• DOCUMENT SECTION
==========

Given the divergent law reform activity in recent years, this study collected and examined 69 cases of abused women prosecuted for killing intimate male partners in Australia from 2010 to 2020. The aim was to examine the current legal outcomes of women prosecuted for killing an abusive male partner in Australia, and to consider how the different approaches adopted have impacted their legal position. Such findings can allow other criminal justice systems to learn from the divergent reform experiences, both in Australia and overseas. This can provide important policy implications for further reform efforts to improve the legal treatment of abused women who kill.
Legal Barriers for Women Who Kill an Abusive Partner
The inability of the law to accommodate women who kill in the context of domestic abuse has been extensively criticized in adversarial criminal justice systems. A common criticism is the gender-biased operation of homicide laws; as defenses to homicide have been developed around male experiences of violence, their interpretation and application have largely excluded abused women from accessing relevant defenses (e.g., see Fitz-Gibbon & Vannier, 2017; Hopkins & Easteal, 2010; Mechanic, 2023). For instance, while the traditional association of self-defense as a one-off spontaneous encounter has comfortably accommodated men killing other men of relatively equal strength, it has made it difficult for women who kill in response to prolonged domestic abuse to successfully argue the defense (Victorian Law Reform Commission [VLRC], 2004). Due to discrepancies in size and experience of abuse, women who kill an abusive partner may do so in non-confrontational situations when the threat of harm is not immediate, such as when their partner is asleep or has their back turned (Braun, 2017; Hopkins et al., 2018; VLRC, 2004). Abused women also frequently use a weapon to protect themselves and, in some cases, enlist the assistance of others to kill their violent partners (VLRC, 2004). As a result, their actions can often be interpreted as “disproportionate” in the immediate circumstances and consequently considered “unreasonable” (Kirkwood et al., 2013, p. 6).
As such, while self-defense is universally acknowledged to be the preferable defense for those who kill in response to prolonged abuse, abused women are not generally successful in raising self-defense, particularly those who kill in non-traditional self-defense scenarios (Sheehy et al., 2012a; Tarrant, 2018; Tyson et al., 2017). In their review of homicide cases involving abused women from 2000 to 2010 in Australia, Canada and New Zealand, Sheehy et al. (2012a) found that of the 67 Australia cases identified, only 11 (16%) involved women being acquitted on the basis of self-defense, with only three of these cases involving non-confrontational circumstances when the threat of harm was not imminent. In Canada, there has only been one acquittal involving non-traditional self-defense circumstances, while none have been documented in New Zealand (Tolmie, 2015).

==========

• INFORMATION PROVIDED

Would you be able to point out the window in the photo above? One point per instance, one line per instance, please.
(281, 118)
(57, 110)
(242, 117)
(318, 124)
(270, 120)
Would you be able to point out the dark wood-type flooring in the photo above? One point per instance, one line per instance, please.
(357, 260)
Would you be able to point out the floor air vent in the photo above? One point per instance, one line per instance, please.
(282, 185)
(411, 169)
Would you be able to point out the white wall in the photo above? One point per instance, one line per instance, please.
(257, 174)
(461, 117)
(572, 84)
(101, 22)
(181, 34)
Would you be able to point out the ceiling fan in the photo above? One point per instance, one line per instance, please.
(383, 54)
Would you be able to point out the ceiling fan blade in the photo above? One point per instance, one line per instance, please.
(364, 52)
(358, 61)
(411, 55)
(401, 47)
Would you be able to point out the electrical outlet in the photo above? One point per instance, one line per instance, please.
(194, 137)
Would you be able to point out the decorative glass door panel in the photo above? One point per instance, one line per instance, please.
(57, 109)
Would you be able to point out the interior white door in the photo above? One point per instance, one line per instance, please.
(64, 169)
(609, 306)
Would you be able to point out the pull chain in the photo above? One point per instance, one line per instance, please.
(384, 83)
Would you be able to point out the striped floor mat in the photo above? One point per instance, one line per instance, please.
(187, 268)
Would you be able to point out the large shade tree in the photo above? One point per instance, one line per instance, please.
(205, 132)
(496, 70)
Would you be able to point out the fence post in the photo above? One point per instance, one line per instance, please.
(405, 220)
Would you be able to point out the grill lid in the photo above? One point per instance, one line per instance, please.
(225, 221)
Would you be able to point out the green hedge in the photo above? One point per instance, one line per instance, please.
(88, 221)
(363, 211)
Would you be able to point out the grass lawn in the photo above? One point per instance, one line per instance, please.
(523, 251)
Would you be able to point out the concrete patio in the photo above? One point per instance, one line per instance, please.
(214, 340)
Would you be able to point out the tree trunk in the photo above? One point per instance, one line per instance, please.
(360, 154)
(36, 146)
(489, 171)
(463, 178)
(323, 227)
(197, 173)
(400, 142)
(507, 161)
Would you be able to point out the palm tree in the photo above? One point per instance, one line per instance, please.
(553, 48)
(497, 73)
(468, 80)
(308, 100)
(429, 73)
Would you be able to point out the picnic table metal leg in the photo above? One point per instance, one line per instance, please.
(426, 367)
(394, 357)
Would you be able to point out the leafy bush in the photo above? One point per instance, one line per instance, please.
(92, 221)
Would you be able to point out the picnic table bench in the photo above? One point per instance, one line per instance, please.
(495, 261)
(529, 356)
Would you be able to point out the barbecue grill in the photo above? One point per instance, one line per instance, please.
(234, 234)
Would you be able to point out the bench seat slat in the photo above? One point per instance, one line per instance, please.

==========

According to the passage on abused women who kill, how many of the 67 Australian cases in Sheehy et al.'s 2000–2010 review ended in acquittal on the basis of self-defense? The lines have no connection to the passage on abused women who kill.

• ANSWER FOR THE TASK
Only 11 of them (16%).